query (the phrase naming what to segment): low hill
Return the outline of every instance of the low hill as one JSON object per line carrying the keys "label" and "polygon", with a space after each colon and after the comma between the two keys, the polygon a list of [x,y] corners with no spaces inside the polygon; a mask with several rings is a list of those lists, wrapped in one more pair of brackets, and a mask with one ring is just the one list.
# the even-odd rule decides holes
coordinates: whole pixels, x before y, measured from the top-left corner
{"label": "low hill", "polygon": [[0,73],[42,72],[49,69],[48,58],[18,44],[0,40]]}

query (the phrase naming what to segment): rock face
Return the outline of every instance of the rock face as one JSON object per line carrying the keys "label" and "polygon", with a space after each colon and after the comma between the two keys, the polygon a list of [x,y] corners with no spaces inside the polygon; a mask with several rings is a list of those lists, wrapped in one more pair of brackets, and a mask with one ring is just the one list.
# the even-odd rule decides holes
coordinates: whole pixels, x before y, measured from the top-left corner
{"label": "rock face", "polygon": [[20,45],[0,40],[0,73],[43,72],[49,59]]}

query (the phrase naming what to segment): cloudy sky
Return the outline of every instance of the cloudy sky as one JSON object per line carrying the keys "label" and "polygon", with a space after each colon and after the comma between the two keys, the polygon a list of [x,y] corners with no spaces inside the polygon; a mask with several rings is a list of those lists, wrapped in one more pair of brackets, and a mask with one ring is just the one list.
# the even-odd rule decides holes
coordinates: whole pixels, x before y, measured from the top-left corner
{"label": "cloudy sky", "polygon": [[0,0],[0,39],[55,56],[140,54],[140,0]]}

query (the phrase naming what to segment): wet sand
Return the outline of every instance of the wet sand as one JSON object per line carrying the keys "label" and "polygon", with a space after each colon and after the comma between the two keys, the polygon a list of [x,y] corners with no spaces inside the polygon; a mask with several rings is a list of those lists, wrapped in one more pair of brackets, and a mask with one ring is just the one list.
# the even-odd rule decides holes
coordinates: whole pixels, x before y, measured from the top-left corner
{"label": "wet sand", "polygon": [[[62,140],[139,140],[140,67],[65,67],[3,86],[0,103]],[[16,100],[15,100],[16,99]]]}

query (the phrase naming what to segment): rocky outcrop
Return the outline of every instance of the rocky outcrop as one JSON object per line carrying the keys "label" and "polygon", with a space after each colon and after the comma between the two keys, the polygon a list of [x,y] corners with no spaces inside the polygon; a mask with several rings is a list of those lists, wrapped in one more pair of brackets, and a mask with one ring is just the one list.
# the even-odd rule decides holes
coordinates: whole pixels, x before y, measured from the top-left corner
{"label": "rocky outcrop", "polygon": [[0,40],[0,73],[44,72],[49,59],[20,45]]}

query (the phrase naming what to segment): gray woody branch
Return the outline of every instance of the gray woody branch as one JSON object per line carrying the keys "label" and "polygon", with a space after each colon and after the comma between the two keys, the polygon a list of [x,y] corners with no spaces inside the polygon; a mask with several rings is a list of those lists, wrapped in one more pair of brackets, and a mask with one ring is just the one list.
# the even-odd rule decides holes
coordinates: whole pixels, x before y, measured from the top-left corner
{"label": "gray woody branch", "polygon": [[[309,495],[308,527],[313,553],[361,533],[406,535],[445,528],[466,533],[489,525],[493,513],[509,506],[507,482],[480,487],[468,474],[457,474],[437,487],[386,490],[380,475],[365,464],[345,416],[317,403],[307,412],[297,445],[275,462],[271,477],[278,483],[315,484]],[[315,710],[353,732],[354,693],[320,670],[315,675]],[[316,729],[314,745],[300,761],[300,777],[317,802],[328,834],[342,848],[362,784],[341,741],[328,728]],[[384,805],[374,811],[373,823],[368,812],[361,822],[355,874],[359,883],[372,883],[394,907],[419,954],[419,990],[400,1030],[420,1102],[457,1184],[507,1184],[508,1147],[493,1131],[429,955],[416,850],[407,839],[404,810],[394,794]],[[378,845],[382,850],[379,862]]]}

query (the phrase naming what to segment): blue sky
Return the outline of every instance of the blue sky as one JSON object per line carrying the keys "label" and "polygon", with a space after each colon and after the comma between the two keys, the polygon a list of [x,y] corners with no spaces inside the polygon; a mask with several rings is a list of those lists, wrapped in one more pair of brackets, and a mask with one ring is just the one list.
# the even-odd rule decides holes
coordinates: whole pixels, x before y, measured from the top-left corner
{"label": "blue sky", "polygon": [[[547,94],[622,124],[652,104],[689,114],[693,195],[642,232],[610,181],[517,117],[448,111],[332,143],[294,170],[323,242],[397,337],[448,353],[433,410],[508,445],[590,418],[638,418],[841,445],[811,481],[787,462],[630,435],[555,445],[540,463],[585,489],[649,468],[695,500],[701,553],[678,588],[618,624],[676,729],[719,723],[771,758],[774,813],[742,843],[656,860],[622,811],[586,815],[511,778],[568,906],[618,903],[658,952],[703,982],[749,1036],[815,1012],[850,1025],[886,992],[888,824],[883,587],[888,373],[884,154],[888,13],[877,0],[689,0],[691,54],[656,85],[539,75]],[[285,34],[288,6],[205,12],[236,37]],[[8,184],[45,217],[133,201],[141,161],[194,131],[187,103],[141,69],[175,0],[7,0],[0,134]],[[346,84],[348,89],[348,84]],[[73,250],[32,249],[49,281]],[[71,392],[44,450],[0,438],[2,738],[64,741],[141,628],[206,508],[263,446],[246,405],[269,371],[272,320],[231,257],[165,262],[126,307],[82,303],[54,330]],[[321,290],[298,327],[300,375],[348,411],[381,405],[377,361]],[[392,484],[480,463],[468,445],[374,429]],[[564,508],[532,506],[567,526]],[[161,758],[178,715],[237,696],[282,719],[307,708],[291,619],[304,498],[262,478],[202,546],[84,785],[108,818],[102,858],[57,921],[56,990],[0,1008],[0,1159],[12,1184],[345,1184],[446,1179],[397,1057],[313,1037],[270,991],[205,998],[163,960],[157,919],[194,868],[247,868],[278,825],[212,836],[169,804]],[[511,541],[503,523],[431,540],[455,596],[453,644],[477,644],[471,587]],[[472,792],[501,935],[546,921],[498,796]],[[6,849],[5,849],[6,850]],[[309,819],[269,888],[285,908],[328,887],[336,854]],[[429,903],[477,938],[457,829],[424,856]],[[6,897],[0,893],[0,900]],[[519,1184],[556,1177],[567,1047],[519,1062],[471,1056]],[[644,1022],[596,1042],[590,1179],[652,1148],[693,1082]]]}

_____

# [To do]
Copy every one of the rows above word for word, keeping each line and its spacing unchanged.

# [Answer to the task]
query (the phrase naming what to segment): low hill
Return the outline of every instance of the low hill as one JSON object per line carrying the keys "label" and "polygon", with a space after each colon and after the comma between the two keys, the polygon a list of [x,y] corners with no spaces inside the polygon; a mask with several rings is a list of those lists, wrapped in one more pair of brackets, and a mask with one ring is just the one list.
# the even-odd rule decides holes
coordinates: whole pixels, x before y, measured from the top-left corner
{"label": "low hill", "polygon": [[0,73],[42,72],[49,69],[48,58],[18,44],[0,40]]}

query (the phrase naming what to segment): rock face
Return the outline of every instance of the rock face as one JSON object per line carrying the keys "label" and "polygon", with a space after each colon and after the comma between the two keys, the polygon a list of [x,y] corners with no spaces inside the polygon; a mask with several rings is a list of those lists, wrapped in one more pair of brackets, and a mask with one ring is just the one list.
# the even-odd rule decides holes
coordinates: whole pixels, x before y, measured from the top-left corner
{"label": "rock face", "polygon": [[20,45],[0,40],[0,73],[43,72],[49,59]]}

query (the phrase naming what to segment): cloudy sky
Return the outline of every instance of the cloudy sky as one JSON object per line carrying the keys "label" and "polygon", with a space after each colon and after the comma between the two keys, the polygon a list of [x,y] corners with no spaces inside the polygon; a mask with several rings is a list of those lists, wrapped in one more pair of brackets, and a mask with one ring is just the one list.
# the even-odd rule decides holes
coordinates: whole pixels, x before y, measured from the top-left corner
{"label": "cloudy sky", "polygon": [[0,0],[0,39],[55,56],[140,54],[140,0]]}

query (the phrase naming what to segment): wet sand
Return the outline of every instance of the wet sand as one JSON object per line carrying the keys "label" and "polygon", with a space after each colon and after the comma between the two keys, the polygon a list of [x,y] corners with no spaces inside the polygon; a mask with several rings is a list of those lists, wrapped in one more pair of brackets, and a mask with one ring is just the one list.
# the even-odd rule decides holes
coordinates: whole pixels, x before y, measured from the top-left corner
{"label": "wet sand", "polygon": [[[62,140],[139,140],[140,67],[65,67],[3,86],[0,103]],[[16,100],[15,100],[16,99]]]}

query (the phrase naming what to segment): rocky outcrop
Return the outline of every instance of the rocky outcrop as one JSON object per line carrying the keys "label" and "polygon", with a space after each colon and after the comma between the two keys, the polygon a list of [x,y] corners with no spaces inside the polygon; a mask with several rings is a list of those lists, wrapped in one more pair of brackets, and a mask with one ring is just the one list.
# the even-odd rule decides holes
coordinates: whole pixels, x before y, measured from the top-left corner
{"label": "rocky outcrop", "polygon": [[0,40],[0,73],[44,72],[49,59],[20,45]]}

query (the phrase naming what to segment): gray woody branch
Return the outline of every instance of the gray woody branch as one JSON object per line carrying the keys "label" and "polygon", with a space after each colon and after the comma between the two keys, the polygon a list of [x,y] corners with no spaces inside the polygon; a mask with several rings is a list of those lists, wrapped in one more pair of brackets, and a mask with one ring is just the one list.
# the even-odd rule decides holes
coordinates: whole pixels, x before y, measured from the top-left corner
{"label": "gray woody branch", "polygon": [[[309,495],[308,527],[313,553],[361,533],[406,535],[445,528],[466,533],[489,525],[493,513],[509,506],[507,482],[480,487],[468,474],[457,474],[437,487],[386,490],[380,475],[365,464],[345,416],[317,403],[307,412],[297,445],[275,462],[271,477],[278,483],[315,484]],[[315,710],[353,732],[354,693],[320,670],[315,675]],[[316,729],[314,745],[300,761],[300,777],[317,802],[328,834],[342,848],[362,784],[341,741],[328,728]],[[384,805],[374,811],[373,823],[368,812],[361,822],[355,874],[359,883],[372,883],[394,907],[419,954],[419,990],[400,1030],[420,1102],[457,1184],[507,1184],[508,1147],[493,1131],[429,955],[416,850],[407,839],[404,810],[394,794]],[[378,845],[382,850],[379,862]]]}

query (the phrase naming what to segment): blue sky
Return the outline of every instance of the blue sky as one JSON object per line carrying the keys "label" and "polygon", with a space after each colon and after the comma between the two keys, the polygon a list of [x,y] corners with no spaces inside the polygon; a mask with several rings is a list of those lists, wrapped in one more pair of brackets, and a mask with one ring is just the one list.
# the even-odd rule decides holes
coordinates: whole pixels, x before y, measured from the top-left corner
{"label": "blue sky", "polygon": [[[547,94],[622,124],[652,104],[689,114],[693,195],[642,232],[610,181],[517,117],[448,111],[332,143],[294,170],[323,242],[397,337],[448,353],[433,410],[508,445],[590,418],[638,418],[841,445],[811,481],[787,462],[630,435],[555,445],[540,463],[585,489],[649,468],[695,500],[701,553],[678,588],[618,624],[676,729],[719,723],[771,758],[774,813],[742,843],[656,860],[622,811],[586,815],[511,778],[568,906],[618,903],[658,952],[703,982],[749,1036],[815,1012],[850,1025],[886,992],[888,824],[883,587],[888,373],[884,154],[888,13],[877,0],[689,0],[691,54],[656,85],[539,75]],[[285,34],[288,6],[205,12],[236,37]],[[8,184],[45,217],[133,201],[141,161],[194,131],[187,103],[141,69],[175,0],[7,0],[0,134]],[[346,84],[348,89],[348,84]],[[73,250],[32,249],[49,281]],[[71,392],[44,450],[0,438],[2,738],[64,741],[141,628],[206,508],[263,446],[246,405],[269,371],[272,320],[231,257],[165,262],[126,307],[82,303],[54,330]],[[321,290],[298,327],[300,375],[348,411],[381,405],[377,361]],[[392,484],[480,463],[468,445],[374,429]],[[564,508],[532,506],[567,526]],[[161,758],[178,715],[237,696],[282,719],[307,708],[291,619],[304,498],[262,478],[202,546],[84,785],[108,818],[102,858],[57,921],[56,990],[0,1008],[0,1159],[12,1184],[345,1184],[446,1179],[397,1057],[313,1037],[270,991],[205,998],[163,960],[157,919],[194,868],[247,868],[278,825],[212,836],[169,804]],[[511,541],[503,523],[431,540],[455,596],[453,644],[477,644],[471,587]],[[472,792],[501,935],[546,921],[498,796]],[[6,849],[5,849],[6,850]],[[309,819],[269,888],[285,908],[328,887],[336,854]],[[429,903],[477,938],[457,829],[424,856]],[[6,897],[0,893],[0,900]],[[519,1184],[556,1177],[567,1047],[519,1062],[471,1056]],[[644,1022],[596,1042],[590,1179],[652,1148],[693,1082]]]}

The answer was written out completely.